→ Consigne donnée A
Reproduisez fidèlement le passage du texte extrait ci-dessous qui va de « Arrive fin janvier » jusqu'à « témoignage est essentiel. ».

Si c’est un homme (Se questo è un uomo) – Primo Levi

Primo Levi : résistant, fait prisonnier le 13 décembre 1943 à l’âge de 24 ans. C’est un juif italien parmi d’autres.
Arrive fin janvier 1944 à Fossoli près de Modène dans un camp d’internement. Déporté le 21 février 1944, il arrive à Auschwitz. Son témoignage est essentiel.

© photo -Yad Va Shem – Jérusalem

Et nunc, Rachida Dati !

HOMO HOMINI LUPUS ?!

Non, L’homme n’est pas (seulement) un loup pour l’homme.
Homo sum, et humani nihil a me alienum puto.

Même en sachant, pour en avoir fait l’expérience maintes et maintes fois, que l’homme est (aussi) un loup pour l’homme, et que si nous considérons sans angélisme la société humaine dans son ensemble, nous sommes bien obligés de reconnaître que nous sommes continuellement en guerre contre nous mêmes, et que notre pire ennemi, le plus cruel de tous, c’est nous-mêmes ;

Même se je suis consciente que la société humaine s’est édifiée à travers une lutte sans merci et une compétition alimentée par les rivalités et les méfiances, où le principal but est, et a toujours été, comme dirait Thomas Hobbes, le profit, la sécurité et la réputation ;

Même si je sais qu’en temps de guerre et de crise, chacun devient l’ennemi de chacun et que chacun ne cherche in fine qu’un bouc émissaire pour exorciser ses peurs et sa frayeur ;

J’aime à penser et à croire néanmoins que le meilleur de nous-mêmes finira par triompher, en d’autres termes que la force obscure et cruelle en nous sera transmutée, transcendée en une force lumineuse, qui se nomme fraternité, solidarité, Amour !

Dernièrement, des signes avant-coureurs et à mon avis exponentiels de la recherche effrénée d’un bouc émissaire se font de plus en plus pressants… Ne serait-ce que dans le monde politique, familier de tous, un signe aisément visible en fut la cristallisation d’une forme de haine automatique envers la personne de Nicolas Sarkozy, cible expiatoire idéale. Ségolène Royal figure en bonne place à ses côtés, comme d’ailleurs dans le fameux kit des poupées vaudou, mis en vente à cet effet. Et voici maintenant le tour de Rachida Dati, dernier être humain désigné par acclamation comme bouc émissaire consensuel, élue pour être « lapidée » en place publique.

→ Consigne donnée B
Repérez et recopiez chaque ligne des enregistrements ci-dessous qui contient la chaîne « each », en respectant la casse.

→ Liste des enregistrements
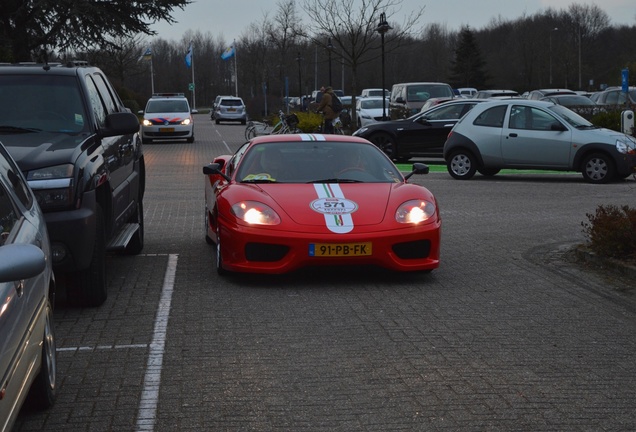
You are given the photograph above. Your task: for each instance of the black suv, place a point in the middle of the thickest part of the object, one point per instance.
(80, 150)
...
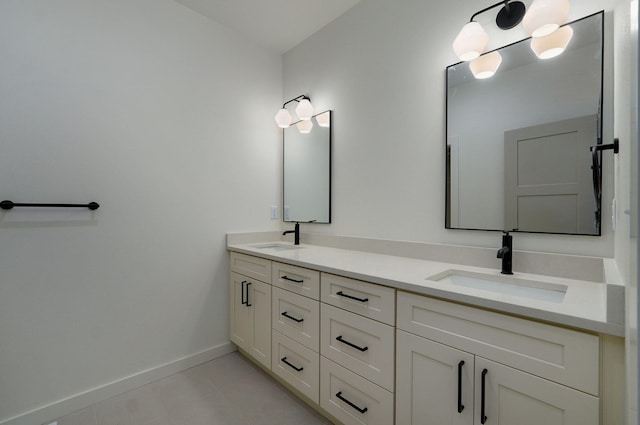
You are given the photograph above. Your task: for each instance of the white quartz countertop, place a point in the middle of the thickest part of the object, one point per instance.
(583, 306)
--
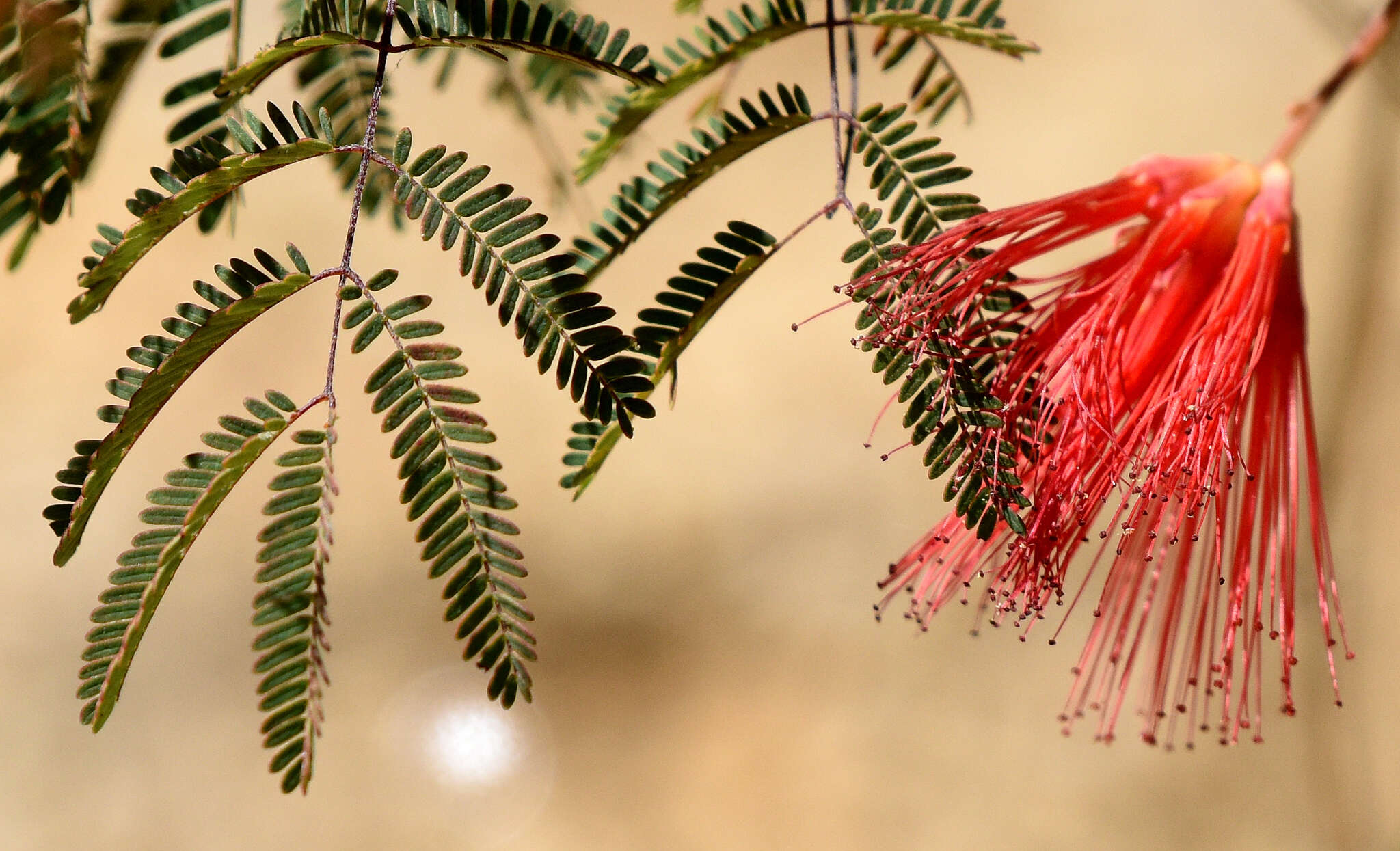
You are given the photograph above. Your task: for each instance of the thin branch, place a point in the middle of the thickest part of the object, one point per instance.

→ Résultat obtenu A
Arrive fin janvier 1944 à Fossoli près de Modène dans un camp d’internement. Déporté le 21 février 1944, il arrive à Auschwitz. Son témoignage est essentiel.

→ Résultat obtenu B
You are given the photograph above. Your task: for each instance of the black suv, place a point in the middle of the thickest part of the object, one point per instance.
You are given the photograph above. Your task: for each instance of the white quartz countertop, place a point in the middle of the thickest part of the object, one point per instance.
You are given the photograph above. Your task: for each instance of the thin branch, place a point in the middle of the thickest part of the object, one point per instance.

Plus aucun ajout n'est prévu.